Subject: Re: [RFC PATCH 2/4] softirq: Per vector deferment to workqueue

On 2018-01-19 16:46:12 [+0100], Frederic Weisbecker wrote:
> diff --git a/kernel/softirq.c b/kernel/softirq.c
> index c8c6841..becb1d9 100644
> --- a/kernel/softirq.c
> +++ b/kernel/softirq.c
> @@ -62,6 +62,19 @@ const char * const softirq_to_name[NR_SOFTIRQS] = {

> +static void vector_work_func(struct work_struct *work)
> +{
> + struct vector *vector = container_of(work, struct vector, work);
> + struct softirq *softirq = this_cpu_ptr(&softirq_cpu);
> + int vec_nr = vector->nr;
> + int vec_bit = BIT(vec_nr);
> + u32 pending;
> +
> + local_irq_disable();
> + pending = local_softirq_pending();
> + account_irq_enter_time(current);
> + __local_bh_disable_ip(_RET_IP_, SOFTIRQ_OFFSET);
> + lockdep_softirq_enter();
> + set_softirq_pending(pending & ~vec_bit);
> + local_irq_enable();
> +
> + if (pending & vec_bit) {
> + struct softirq_action *sa = &softirq_vec[vec_nr];
> +
> + kstat_incr_softirqs_this_cpu(vec_nr);
> + softirq->work_running = 1;
> + trace_softirq_entry(vec_nr);
> + sa->action(sa);

You invoke the softirq handler while BH is disabled (not wrong, I just
state the obvious). That means, the scheduler can't preempt/interrupt
the workqueue/BH-handler while it is invoked so it has to wait until it
completes its doing.
In do_softirq_workqueue() you schedule multiple workqueue items (one for
each softirq vector) which is unnecessary because they can't preempt one
another and should be invoked the order they were enqueued. So it would
be enough to enqueue one item because it is serialized after all. So one
work_struct per CPU with a cond_resched_rcu_qs() while switching from one
vector to another should accomplish that what you have now here (not
sure if that cond_resched after each vector is needed). But…

> + trace_softirq_exit(vec_nr);
> + softirq->work_running = 0;
> + }
> +
> + local_irq_disable();
> +
> + pending = local_softirq_pending();
> + if (pending & vec_bit)

TASK DIRECTIONS: Transcribe everything in the kernel patch review from "You invoke the" down to "completes its doing.". The items further down stand apart from the kernel patch review above and serve as separate material.

SUPPLIED MATERIAL:
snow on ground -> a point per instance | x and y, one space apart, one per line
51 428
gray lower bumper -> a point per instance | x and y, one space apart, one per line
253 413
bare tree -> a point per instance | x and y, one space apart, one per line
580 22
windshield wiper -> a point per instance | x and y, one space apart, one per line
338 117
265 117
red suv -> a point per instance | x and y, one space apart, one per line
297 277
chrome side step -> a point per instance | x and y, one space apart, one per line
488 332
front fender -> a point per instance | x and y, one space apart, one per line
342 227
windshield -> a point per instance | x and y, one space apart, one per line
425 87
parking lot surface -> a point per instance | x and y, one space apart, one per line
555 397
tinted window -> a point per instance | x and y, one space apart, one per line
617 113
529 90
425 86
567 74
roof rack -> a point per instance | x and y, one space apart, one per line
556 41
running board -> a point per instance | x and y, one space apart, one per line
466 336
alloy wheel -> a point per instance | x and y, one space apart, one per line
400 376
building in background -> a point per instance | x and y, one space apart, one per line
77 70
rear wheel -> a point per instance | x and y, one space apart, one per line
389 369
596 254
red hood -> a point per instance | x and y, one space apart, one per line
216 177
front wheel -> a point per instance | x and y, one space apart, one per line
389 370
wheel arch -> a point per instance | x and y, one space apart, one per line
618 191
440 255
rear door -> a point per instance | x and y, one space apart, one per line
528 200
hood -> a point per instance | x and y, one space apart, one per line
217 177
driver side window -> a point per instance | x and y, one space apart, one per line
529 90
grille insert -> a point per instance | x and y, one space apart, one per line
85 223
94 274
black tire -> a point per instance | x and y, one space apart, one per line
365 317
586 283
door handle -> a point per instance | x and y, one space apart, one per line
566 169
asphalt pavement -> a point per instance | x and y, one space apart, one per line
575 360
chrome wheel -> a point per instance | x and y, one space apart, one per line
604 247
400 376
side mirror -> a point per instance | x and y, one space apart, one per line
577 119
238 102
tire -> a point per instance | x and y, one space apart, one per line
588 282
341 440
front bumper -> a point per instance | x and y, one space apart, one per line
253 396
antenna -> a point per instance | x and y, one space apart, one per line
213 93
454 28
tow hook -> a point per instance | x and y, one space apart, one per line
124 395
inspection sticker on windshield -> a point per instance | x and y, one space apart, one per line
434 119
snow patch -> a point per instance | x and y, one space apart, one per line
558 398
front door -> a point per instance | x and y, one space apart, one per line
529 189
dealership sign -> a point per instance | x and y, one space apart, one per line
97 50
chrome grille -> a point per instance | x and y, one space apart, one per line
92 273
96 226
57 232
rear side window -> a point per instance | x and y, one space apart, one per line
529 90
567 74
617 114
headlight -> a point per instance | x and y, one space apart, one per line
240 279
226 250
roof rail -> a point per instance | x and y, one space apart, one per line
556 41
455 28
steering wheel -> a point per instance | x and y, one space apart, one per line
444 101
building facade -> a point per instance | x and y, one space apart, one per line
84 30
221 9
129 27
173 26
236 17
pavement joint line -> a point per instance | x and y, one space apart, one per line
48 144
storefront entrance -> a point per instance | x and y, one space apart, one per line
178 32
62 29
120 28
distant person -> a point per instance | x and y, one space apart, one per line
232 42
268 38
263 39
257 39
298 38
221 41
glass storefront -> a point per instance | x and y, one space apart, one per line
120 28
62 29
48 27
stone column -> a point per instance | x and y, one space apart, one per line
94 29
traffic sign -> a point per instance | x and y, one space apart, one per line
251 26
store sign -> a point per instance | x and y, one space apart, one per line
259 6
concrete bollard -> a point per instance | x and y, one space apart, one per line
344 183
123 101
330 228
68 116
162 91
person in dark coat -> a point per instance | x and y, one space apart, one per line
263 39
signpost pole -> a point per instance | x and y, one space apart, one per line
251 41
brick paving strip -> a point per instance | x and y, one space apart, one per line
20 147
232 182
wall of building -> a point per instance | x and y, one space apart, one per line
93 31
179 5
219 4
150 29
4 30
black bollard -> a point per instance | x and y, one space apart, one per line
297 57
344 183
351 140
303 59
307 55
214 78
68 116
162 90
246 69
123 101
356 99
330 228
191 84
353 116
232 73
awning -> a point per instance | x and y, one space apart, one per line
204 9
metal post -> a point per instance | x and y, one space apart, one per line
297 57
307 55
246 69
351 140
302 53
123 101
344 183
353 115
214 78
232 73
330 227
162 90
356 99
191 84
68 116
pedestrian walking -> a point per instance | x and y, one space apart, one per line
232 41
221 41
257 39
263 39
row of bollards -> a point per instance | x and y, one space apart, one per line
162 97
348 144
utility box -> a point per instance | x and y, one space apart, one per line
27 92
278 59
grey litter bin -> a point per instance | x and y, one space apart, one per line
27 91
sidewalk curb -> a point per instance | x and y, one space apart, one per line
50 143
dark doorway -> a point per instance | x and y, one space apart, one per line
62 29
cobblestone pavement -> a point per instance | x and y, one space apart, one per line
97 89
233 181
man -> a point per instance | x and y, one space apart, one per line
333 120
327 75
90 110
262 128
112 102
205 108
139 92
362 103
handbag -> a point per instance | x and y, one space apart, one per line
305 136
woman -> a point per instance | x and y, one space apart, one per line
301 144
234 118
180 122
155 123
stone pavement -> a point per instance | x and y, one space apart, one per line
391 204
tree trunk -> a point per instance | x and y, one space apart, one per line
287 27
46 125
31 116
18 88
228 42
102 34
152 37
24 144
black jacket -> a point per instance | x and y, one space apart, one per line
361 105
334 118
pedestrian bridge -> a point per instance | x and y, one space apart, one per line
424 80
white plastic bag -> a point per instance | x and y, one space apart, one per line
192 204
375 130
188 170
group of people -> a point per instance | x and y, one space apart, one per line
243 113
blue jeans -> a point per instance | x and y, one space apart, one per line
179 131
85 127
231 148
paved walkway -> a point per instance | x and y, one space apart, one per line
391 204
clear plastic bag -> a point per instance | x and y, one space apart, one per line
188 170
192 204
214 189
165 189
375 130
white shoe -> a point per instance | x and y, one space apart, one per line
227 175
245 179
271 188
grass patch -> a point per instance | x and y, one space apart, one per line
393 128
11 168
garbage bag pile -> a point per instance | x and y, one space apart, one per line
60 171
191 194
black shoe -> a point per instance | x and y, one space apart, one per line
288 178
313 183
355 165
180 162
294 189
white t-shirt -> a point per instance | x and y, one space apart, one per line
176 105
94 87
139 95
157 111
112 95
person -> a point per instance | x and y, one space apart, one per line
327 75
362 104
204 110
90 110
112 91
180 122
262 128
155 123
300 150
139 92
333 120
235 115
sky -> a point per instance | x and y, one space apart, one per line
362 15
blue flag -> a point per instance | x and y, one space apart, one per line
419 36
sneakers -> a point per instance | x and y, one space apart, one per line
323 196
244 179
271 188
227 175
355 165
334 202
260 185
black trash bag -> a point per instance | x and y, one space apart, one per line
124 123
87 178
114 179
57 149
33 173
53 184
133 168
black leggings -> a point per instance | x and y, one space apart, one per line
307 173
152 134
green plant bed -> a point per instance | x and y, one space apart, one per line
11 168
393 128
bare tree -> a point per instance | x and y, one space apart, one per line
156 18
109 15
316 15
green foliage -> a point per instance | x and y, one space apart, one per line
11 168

==

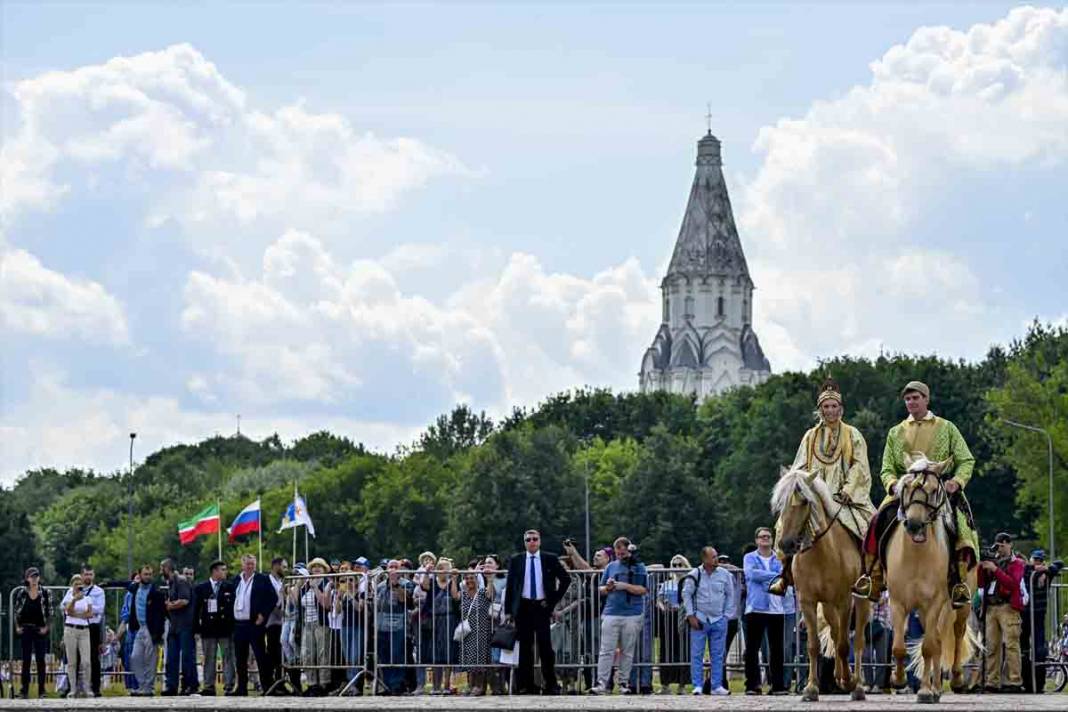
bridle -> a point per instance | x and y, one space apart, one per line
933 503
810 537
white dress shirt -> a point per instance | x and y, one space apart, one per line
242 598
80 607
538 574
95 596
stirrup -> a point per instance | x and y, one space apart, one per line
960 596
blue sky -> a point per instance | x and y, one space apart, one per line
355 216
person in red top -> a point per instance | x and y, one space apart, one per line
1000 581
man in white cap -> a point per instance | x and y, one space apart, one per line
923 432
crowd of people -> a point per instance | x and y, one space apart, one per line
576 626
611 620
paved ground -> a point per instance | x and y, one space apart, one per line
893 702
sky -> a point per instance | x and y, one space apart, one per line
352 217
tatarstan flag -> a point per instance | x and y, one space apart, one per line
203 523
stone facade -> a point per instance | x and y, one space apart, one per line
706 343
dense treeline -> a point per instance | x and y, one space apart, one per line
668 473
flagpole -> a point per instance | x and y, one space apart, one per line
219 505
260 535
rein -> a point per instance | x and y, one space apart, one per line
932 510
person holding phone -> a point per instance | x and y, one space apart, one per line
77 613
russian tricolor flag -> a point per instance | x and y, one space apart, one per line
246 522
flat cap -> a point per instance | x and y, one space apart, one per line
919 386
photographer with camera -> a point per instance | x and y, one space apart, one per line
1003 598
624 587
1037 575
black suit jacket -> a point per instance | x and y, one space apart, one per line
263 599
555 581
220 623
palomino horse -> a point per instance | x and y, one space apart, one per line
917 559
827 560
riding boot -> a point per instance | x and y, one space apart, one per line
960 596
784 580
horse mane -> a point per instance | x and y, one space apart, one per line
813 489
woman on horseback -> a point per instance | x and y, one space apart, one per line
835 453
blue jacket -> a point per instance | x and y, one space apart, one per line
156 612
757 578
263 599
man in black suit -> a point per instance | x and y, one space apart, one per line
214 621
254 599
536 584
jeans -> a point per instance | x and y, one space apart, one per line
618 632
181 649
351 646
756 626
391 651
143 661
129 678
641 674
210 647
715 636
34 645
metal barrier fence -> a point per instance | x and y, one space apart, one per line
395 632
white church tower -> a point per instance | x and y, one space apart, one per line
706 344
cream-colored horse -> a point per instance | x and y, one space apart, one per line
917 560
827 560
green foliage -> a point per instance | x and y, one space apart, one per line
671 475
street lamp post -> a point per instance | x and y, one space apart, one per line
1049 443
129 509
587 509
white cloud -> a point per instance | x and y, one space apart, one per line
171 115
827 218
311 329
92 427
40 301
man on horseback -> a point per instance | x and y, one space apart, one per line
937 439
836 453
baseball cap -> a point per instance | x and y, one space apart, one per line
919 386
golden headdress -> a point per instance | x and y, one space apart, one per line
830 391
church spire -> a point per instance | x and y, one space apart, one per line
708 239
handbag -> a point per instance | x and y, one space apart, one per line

PROBLEM SOLUTION:
You invoke the softirq handler while BH is disabled (not wrong, I just
state the obvious). That means, the scheduler can't preempt/interrupt
the workqueue/BH-handler while it is invoked so it has to wait until it
completes its doing.